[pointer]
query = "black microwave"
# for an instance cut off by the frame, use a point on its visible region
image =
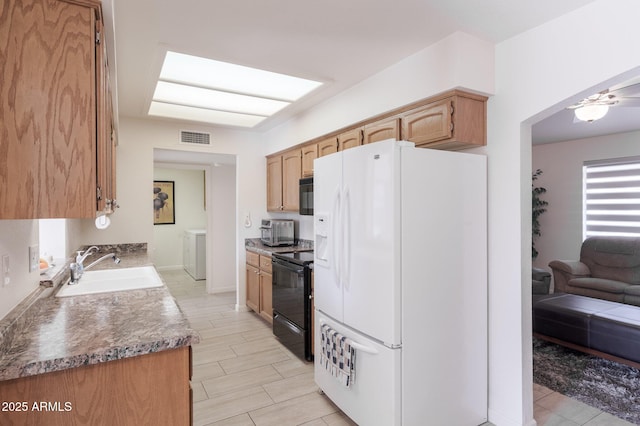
(306, 196)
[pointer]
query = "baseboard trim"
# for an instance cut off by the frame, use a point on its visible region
(499, 419)
(217, 290)
(169, 268)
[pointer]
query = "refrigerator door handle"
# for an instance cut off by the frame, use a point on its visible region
(363, 348)
(356, 345)
(346, 234)
(335, 232)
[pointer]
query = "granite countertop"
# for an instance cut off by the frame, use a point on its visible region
(256, 245)
(54, 334)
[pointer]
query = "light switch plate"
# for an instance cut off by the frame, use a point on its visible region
(34, 258)
(6, 277)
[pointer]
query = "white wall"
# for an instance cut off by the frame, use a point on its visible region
(15, 238)
(458, 61)
(536, 73)
(189, 214)
(135, 162)
(223, 230)
(561, 164)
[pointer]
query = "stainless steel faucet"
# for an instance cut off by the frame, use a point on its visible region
(77, 268)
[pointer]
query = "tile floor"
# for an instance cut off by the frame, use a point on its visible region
(243, 376)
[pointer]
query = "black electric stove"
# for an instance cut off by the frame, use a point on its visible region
(292, 301)
(302, 258)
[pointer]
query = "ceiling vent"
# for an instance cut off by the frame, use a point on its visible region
(195, 138)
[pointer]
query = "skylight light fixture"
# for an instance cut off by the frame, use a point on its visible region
(591, 112)
(201, 89)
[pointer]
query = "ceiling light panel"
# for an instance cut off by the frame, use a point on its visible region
(190, 113)
(214, 99)
(203, 72)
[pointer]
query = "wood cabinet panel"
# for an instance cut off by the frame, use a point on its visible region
(265, 263)
(253, 259)
(291, 174)
(274, 183)
(146, 389)
(47, 110)
(456, 122)
(428, 124)
(379, 131)
(106, 142)
(327, 146)
(350, 139)
(259, 285)
(253, 288)
(309, 153)
(266, 295)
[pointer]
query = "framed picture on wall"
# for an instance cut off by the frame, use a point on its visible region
(164, 206)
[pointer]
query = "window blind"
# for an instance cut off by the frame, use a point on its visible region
(612, 197)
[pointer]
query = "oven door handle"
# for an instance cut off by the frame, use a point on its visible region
(293, 268)
(287, 324)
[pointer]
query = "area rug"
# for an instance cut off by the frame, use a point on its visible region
(609, 386)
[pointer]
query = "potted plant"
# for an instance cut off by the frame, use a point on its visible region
(538, 207)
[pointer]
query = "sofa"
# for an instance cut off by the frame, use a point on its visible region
(540, 281)
(609, 269)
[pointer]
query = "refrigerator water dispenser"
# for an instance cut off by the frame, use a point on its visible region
(321, 244)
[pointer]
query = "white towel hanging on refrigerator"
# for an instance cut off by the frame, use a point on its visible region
(338, 356)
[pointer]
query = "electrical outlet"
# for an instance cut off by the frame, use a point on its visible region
(34, 258)
(6, 278)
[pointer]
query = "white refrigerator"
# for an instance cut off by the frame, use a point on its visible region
(401, 273)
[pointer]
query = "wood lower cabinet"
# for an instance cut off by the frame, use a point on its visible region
(259, 285)
(54, 118)
(253, 288)
(150, 389)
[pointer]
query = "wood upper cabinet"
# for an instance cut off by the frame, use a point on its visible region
(106, 141)
(327, 146)
(291, 174)
(350, 139)
(50, 92)
(455, 122)
(274, 183)
(382, 130)
(309, 153)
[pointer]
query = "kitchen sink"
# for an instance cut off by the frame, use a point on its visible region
(109, 280)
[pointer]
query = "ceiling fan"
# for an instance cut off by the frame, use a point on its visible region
(596, 106)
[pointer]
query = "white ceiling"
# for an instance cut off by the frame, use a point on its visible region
(334, 41)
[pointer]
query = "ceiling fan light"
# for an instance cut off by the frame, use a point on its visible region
(591, 112)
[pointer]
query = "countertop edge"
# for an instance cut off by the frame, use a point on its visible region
(15, 365)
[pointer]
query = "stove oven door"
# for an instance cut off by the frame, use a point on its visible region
(291, 315)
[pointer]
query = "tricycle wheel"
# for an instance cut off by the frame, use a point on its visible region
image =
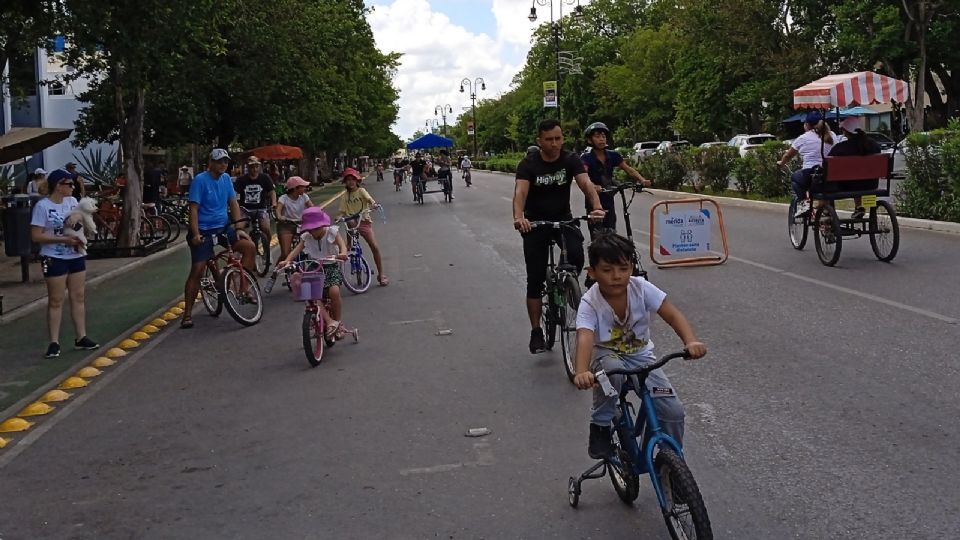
(884, 231)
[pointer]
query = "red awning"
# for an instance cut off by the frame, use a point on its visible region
(849, 89)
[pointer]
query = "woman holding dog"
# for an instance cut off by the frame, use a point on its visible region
(64, 267)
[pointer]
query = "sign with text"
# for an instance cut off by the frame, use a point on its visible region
(550, 94)
(685, 232)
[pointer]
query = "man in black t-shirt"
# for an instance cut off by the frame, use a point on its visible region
(256, 195)
(542, 193)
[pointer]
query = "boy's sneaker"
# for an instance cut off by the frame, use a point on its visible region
(599, 446)
(537, 343)
(53, 350)
(85, 344)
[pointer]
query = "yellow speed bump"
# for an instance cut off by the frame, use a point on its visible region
(14, 424)
(72, 382)
(88, 372)
(54, 395)
(35, 409)
(103, 361)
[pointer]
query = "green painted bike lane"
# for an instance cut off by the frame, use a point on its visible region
(114, 307)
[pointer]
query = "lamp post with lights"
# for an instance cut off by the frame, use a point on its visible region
(556, 27)
(472, 85)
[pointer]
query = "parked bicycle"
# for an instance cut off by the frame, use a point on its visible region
(561, 297)
(226, 282)
(641, 447)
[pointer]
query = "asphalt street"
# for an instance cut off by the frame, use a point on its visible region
(826, 407)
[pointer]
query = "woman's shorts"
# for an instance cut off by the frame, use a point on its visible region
(288, 227)
(53, 267)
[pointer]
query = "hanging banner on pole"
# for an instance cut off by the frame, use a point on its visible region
(550, 94)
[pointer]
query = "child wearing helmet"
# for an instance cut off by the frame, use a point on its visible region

• Directions for this task: Go through the entries above and print each one exactly, minus the pictures.

• Task result:
[pointer]
query = "black microwave"
# for an instance cut off by the frame, use a point on its visible region
image =
(306, 196)
[pointer]
query = "baseboard trim"
# for an instance cut off by the frame, use a point on its visible region
(499, 419)
(217, 290)
(169, 268)
[pointer]
query = "refrigerator door handle"
# for an instance cut off by the frame, use a point on its visible region
(363, 348)
(356, 345)
(346, 234)
(335, 232)
[pointer]
query = "granite countertop"
# for an instance cut off by the frame, use a point on its visible region
(256, 245)
(54, 334)
[pointer]
query = "light switch plate"
# for an instance cut off by the frame, use a point on its visible region
(34, 258)
(6, 277)
[pointer]
query = "white wall"
# for an instance cut off by the frame, use a point on its visible region
(15, 238)
(458, 61)
(536, 73)
(189, 214)
(135, 162)
(223, 230)
(561, 164)
[pointer]
query = "stainless steel faucet"
# for an instance cut off by the frame, use a point on its visible region
(77, 268)
[pointer]
query = "tile floor"
# for an instance cut off by the frame, use a point on its visible region
(243, 376)
[pointer]
query = "black electric stove"
# for an instance cut off by the frame, use a point on its visible region
(292, 301)
(302, 258)
[pointer]
query = "ceiling vent"
# for an instance cut off by the frame, use a point on its visible region
(195, 138)
[pointer]
query = "skylight light fixture"
# for an instance cut off by the frame, use a point on its visible region
(591, 112)
(201, 89)
[pointer]
query = "ceiling light panel"
# for an instance cut off by the frame, use a point on its visible region
(190, 113)
(214, 99)
(203, 72)
[pointer]
query = "wood cabinet panel"
# for an instance cut off by the frame, use a point on its visible region
(265, 263)
(253, 259)
(291, 174)
(274, 183)
(146, 389)
(47, 110)
(456, 122)
(428, 124)
(379, 131)
(106, 142)
(327, 146)
(350, 139)
(259, 285)
(253, 288)
(309, 153)
(266, 295)
[pointer]
query = "framed picture on wall"
# for an instance cut off by the frame, use a point on its visible region
(164, 206)
[pointer]
query = "window blind"
# for an instance cut off by the frame, use a point on its visible region
(612, 197)
[pointer]
query = "oven door handle"
# for an instance cut off by the frame, use a point on its visible region
(293, 268)
(287, 324)
[pointer]
query = "area rug"
# for an instance cut off by the frame, use a point on its visible region
(609, 386)
[pointer]
query = "potted plant"
# for an instance cut off by the frame, use a point on its visible region
(538, 207)
[pointer]
query = "sofa"
# for an instance cut off by the frame, use a point on its visible region
(540, 281)
(609, 269)
[pointer]
query = "refrigerator water dispenser"
# for an instance cut off by the frame, use a point on its visible region
(321, 244)
[pointer]
query = "white towel hanging on refrigerator"
# for an instance cut off by the frame, use a point on its visible region
(338, 356)
[pointer]
query = "electrical outlet"
# for an instance cut off by the frame, use a point on its visible region
(34, 258)
(6, 278)
[pointer]
query = "white refrigerator"
# for an instance cut off by the frame, use a point on its visible region
(401, 273)
[pointer]
query = "wood lower cabinet"
# for an instance cut off by the frame, use a point on its visible region
(259, 285)
(54, 118)
(253, 288)
(150, 389)
[pointer]
query = "wood upper cabinet"
# for an instance cut off by the frame, use a point on its visible region
(106, 141)
(327, 146)
(291, 174)
(350, 139)
(50, 92)
(455, 122)
(274, 183)
(382, 130)
(309, 153)
[pointer]
query = "kitchen sink"
# for an instance cut off by the frame, use a point on its visible region
(109, 280)
[pointer]
query = "ceiling fan"
# for an instance cut off by the frame, use a point on its visible region
(596, 106)
[pointer]
query = "white ceiling"
# for an instance cut off by the frame, use a point on its visible region
(334, 41)
[pointer]
query = "ceiling fan light"
# for an instance cut off by the frame, use a point on its visible region
(591, 112)
[pointer]
query = "countertop edge"
# for an instance cut off by the frame, use a point on its visible region
(15, 365)
[pointer]
query = "stove oven door"
# for an instance cut off by the frame, use a point on its visible region
(291, 315)
[pointer]
query = "tricycle wheel"
# for an instance cut off by the frame, use a point on its visible region
image =
(884, 231)
[pointer]
query = "red awning"
# for an instance cut off by the frame, use a point on its visible region
(849, 89)
[pointer]
query = "woman holding dog"
# for an instance cut off by the frame, use a point on its visible region
(64, 267)
[pointer]
query = "sign with text"
# for an instance cut off by the frame, use a point on its visible region
(550, 94)
(685, 232)
[pointer]
query = "man in black t-shirt"
# for an instance cut off by the frame, use a point on its visible region
(256, 195)
(542, 193)
[pointer]
query = "boy's sneaker"
# for an instance cut off by the frame, use a point on its visible region
(599, 446)
(537, 343)
(53, 350)
(85, 344)
[pointer]
query = "yellow speed bump"
# for an instance cut off by the frame, use a point on its visible region
(14, 424)
(72, 382)
(88, 372)
(54, 395)
(35, 409)
(103, 361)
[pointer]
query = "green painted bike lane"
# for an instance cut off by the frame, use a point on its visible region
(114, 307)
[pointer]
query = "lamp post with lights"
# for an instance cut off by the frame, use a point on its visible region
(556, 27)
(472, 85)
[pointer]
query = "parked bicycle"
# for an instance cut off by the frame, use a point on its visible region
(561, 297)
(226, 282)
(641, 447)
[pointer]
query = "asphalt street"
# for an instance cut off by the frame, use a point on its visible region
(826, 407)
[pointer]
query = "woman's shorts"
# for an instance cut off by the frame, use a point on its visible region
(288, 227)
(53, 267)
[pointer]
query = "hanging banner on pole"
# for an instance cut off by the frame, use a point on its visible region
(550, 94)
[pointer]
query = "child wearing helmet"
# for an instance cut off by the frame, use a point on its visible region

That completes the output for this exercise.